=== Annotated coordinate records ===
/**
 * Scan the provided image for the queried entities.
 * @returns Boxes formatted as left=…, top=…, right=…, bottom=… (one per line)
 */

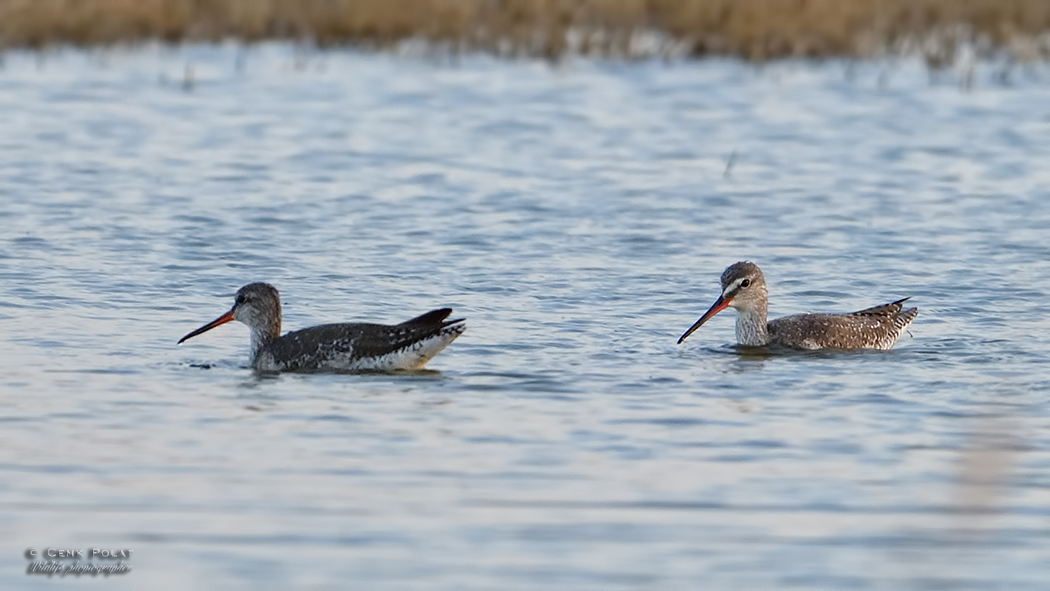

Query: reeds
left=6, top=0, right=1050, bottom=66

=== WORK TO BE COMPLETED ===
Reproduce the records above line for line, leaving out the pictures.

=== WRITTEN REPLY ===
/**
 * Scan the provided image for the queried entities.
 * @returns Boxes formatted as left=…, top=…, right=…, bottom=… (one per line)
 */


Query: reeds
left=6, top=0, right=1050, bottom=66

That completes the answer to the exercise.